EXERCISE PROMPT
Repeat only the lines from the one holding "like [420, 498]." down to the last line of the listing below, including both of those lines.

SUPPLIED MATERIAL
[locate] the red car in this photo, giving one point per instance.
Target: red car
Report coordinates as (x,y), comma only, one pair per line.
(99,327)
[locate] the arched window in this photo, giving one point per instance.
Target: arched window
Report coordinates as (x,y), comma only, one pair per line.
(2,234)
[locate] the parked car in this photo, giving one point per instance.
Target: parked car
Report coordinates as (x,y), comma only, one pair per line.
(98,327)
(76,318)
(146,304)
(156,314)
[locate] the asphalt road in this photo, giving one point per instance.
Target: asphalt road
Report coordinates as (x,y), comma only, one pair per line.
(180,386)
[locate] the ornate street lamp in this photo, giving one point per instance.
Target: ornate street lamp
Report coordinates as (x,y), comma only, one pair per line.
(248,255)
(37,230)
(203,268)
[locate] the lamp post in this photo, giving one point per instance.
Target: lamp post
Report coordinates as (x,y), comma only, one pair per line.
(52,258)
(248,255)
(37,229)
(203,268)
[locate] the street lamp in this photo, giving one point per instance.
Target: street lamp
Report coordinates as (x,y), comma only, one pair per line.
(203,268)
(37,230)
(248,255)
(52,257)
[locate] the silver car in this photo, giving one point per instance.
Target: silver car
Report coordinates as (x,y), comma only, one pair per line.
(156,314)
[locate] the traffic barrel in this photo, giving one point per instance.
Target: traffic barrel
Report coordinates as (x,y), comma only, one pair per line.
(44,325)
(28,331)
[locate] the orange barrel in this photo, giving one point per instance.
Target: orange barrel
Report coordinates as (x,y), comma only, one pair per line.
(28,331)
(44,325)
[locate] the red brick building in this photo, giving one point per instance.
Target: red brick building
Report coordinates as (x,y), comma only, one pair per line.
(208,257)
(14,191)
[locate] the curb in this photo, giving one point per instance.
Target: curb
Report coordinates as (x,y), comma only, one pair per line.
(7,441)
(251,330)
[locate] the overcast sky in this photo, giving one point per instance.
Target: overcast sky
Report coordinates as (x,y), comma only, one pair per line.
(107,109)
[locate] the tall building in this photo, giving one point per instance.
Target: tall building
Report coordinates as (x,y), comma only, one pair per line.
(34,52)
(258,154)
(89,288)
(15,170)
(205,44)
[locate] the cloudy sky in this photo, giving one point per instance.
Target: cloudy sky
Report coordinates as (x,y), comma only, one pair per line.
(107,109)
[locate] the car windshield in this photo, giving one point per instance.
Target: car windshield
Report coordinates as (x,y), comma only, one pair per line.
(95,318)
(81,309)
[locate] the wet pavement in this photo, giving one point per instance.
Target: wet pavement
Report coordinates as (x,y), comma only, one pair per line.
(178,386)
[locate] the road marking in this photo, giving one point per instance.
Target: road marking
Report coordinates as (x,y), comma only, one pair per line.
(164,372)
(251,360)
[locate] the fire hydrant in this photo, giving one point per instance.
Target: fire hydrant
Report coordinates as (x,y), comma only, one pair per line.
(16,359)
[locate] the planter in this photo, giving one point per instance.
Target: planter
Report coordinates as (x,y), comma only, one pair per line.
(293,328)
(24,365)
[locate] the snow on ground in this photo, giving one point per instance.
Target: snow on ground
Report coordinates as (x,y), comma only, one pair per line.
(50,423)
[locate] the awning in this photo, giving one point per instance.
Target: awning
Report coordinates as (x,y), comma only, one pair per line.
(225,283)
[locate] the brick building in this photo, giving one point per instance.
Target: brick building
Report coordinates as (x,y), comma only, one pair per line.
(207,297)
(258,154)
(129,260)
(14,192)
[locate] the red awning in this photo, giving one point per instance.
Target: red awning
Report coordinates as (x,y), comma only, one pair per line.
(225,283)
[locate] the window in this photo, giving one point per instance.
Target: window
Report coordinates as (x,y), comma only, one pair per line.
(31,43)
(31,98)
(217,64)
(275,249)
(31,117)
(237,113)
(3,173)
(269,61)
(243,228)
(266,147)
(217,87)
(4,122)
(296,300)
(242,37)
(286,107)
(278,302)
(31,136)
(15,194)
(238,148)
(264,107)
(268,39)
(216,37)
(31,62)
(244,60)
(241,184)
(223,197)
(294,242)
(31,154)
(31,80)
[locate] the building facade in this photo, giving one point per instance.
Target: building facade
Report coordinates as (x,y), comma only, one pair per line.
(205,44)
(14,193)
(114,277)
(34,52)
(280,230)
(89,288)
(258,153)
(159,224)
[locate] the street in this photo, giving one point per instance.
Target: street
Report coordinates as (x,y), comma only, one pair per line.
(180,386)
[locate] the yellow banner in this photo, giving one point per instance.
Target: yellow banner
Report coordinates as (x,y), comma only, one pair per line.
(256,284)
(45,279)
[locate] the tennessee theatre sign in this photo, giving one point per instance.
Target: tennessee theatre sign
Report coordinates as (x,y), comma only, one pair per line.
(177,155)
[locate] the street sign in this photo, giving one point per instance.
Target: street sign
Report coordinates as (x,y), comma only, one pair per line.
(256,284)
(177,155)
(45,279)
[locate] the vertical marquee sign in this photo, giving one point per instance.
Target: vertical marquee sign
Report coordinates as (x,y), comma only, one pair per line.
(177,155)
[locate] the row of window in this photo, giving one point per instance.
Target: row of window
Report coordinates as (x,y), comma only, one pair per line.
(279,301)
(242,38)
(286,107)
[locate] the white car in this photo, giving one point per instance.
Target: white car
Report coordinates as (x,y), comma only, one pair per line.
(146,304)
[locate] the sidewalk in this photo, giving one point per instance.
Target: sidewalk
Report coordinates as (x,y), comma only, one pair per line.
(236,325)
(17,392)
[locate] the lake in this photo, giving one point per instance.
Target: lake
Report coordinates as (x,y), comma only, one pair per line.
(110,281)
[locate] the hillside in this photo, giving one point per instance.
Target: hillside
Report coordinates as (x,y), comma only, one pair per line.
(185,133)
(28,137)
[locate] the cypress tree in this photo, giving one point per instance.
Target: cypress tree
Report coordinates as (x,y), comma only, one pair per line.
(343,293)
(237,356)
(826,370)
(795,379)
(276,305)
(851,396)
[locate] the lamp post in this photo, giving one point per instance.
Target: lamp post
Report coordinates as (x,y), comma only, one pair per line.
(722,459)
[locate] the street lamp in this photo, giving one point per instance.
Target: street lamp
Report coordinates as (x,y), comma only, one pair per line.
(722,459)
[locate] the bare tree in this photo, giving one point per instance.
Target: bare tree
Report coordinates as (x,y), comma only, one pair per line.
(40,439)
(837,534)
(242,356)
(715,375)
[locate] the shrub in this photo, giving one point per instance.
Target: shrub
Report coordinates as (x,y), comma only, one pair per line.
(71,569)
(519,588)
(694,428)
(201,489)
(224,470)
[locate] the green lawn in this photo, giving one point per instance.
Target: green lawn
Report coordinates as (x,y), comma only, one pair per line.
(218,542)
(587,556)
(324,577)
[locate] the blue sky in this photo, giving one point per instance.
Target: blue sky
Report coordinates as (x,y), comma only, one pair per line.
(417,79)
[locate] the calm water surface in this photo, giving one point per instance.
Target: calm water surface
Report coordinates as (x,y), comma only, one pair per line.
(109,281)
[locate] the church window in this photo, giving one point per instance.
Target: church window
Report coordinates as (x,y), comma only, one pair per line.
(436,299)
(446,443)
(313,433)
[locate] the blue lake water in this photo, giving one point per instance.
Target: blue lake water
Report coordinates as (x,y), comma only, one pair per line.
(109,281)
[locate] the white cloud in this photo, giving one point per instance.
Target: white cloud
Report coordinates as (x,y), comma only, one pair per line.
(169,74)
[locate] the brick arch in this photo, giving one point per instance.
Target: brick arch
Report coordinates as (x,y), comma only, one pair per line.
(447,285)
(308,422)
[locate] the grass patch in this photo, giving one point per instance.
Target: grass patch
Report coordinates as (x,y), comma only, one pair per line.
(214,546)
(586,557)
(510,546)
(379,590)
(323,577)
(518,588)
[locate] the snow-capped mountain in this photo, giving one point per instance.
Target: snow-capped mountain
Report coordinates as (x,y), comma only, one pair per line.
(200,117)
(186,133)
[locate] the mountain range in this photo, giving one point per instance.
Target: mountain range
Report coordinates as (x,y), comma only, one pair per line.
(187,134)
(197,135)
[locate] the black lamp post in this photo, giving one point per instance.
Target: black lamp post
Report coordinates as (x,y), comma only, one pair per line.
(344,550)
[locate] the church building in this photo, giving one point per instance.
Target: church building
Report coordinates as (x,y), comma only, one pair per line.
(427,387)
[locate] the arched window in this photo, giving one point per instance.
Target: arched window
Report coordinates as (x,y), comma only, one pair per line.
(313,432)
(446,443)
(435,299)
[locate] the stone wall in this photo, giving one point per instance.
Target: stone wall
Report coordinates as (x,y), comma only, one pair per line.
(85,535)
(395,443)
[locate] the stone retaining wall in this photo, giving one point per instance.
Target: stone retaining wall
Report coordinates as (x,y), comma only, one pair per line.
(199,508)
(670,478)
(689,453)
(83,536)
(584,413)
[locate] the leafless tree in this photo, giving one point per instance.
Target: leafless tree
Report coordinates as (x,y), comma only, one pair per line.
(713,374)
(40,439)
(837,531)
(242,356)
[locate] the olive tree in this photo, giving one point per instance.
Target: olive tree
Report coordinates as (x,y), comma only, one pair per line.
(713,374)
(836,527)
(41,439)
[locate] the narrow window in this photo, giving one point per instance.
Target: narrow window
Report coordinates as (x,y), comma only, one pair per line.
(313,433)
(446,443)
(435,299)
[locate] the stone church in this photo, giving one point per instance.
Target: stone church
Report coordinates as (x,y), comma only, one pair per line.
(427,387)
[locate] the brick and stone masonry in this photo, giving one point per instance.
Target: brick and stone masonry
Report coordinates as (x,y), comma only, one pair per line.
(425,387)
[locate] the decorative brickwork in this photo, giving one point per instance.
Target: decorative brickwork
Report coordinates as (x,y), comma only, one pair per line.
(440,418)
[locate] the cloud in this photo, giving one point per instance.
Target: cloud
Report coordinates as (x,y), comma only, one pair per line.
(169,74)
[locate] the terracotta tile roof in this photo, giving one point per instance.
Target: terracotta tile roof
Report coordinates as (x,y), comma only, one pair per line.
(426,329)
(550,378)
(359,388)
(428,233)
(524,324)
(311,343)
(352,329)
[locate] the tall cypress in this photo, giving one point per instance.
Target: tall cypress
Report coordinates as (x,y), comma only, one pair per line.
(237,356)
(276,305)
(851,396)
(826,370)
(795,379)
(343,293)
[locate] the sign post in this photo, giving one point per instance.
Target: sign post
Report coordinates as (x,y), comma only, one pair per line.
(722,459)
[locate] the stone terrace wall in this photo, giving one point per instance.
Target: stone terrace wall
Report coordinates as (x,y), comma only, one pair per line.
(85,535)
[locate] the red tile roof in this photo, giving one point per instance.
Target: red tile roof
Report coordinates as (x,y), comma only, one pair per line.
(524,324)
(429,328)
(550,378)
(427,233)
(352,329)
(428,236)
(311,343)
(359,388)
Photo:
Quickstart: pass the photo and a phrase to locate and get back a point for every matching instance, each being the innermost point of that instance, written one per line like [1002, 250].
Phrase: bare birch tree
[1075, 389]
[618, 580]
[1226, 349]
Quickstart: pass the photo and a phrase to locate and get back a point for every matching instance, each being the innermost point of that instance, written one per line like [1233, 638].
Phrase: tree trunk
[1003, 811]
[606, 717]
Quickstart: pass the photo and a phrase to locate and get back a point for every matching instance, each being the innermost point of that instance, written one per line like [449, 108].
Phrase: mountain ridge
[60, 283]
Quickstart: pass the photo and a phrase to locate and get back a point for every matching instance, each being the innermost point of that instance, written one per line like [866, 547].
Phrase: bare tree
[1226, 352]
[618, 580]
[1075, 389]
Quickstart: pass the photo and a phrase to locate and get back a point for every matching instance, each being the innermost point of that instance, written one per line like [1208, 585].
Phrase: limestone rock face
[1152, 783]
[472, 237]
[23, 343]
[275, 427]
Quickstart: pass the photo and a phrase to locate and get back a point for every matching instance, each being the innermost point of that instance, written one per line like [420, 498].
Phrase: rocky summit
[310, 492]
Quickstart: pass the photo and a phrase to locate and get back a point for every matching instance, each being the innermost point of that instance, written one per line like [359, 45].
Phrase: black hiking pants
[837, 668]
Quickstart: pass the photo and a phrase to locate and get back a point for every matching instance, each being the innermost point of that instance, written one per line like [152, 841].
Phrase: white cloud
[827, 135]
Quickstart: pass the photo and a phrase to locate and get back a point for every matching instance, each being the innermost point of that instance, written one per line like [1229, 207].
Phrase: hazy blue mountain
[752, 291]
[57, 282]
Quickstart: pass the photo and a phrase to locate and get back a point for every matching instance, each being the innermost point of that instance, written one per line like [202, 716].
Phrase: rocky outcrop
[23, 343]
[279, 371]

THE ANSWER
Quickstart: pass the photo and a phrase to locate and get back a point for every matching instance, each being the innermost point of that instance, written one per line like [420, 498].
Phrase: rocky summit
[310, 492]
Quickstart: pass the photo and a phrase to locate and get back a point for every matching instance, each being the innermost point of that instance, written one per line like [359, 45].
Phrase: black hiking pants
[837, 668]
Quickstart: pass the photo and a phrase to locate and get back a point for every matching instance, each being the innermost point of that instance, written one per line like [152, 841].
Phrase: white cloud
[827, 135]
Quickstart: pass the photo and a phrase to locate and get back a point for every matching instance, each being the innermost point of that instance, written one per line like [1229, 207].
Phrase: hazy blue mountain
[752, 291]
[57, 282]
Quickstart: pass the photo and a phrase to locate and get back a point for every matching instance, each being the innermost point of that instance, written one per line like [202, 716].
Phrase: rocky outcrop
[23, 343]
[279, 371]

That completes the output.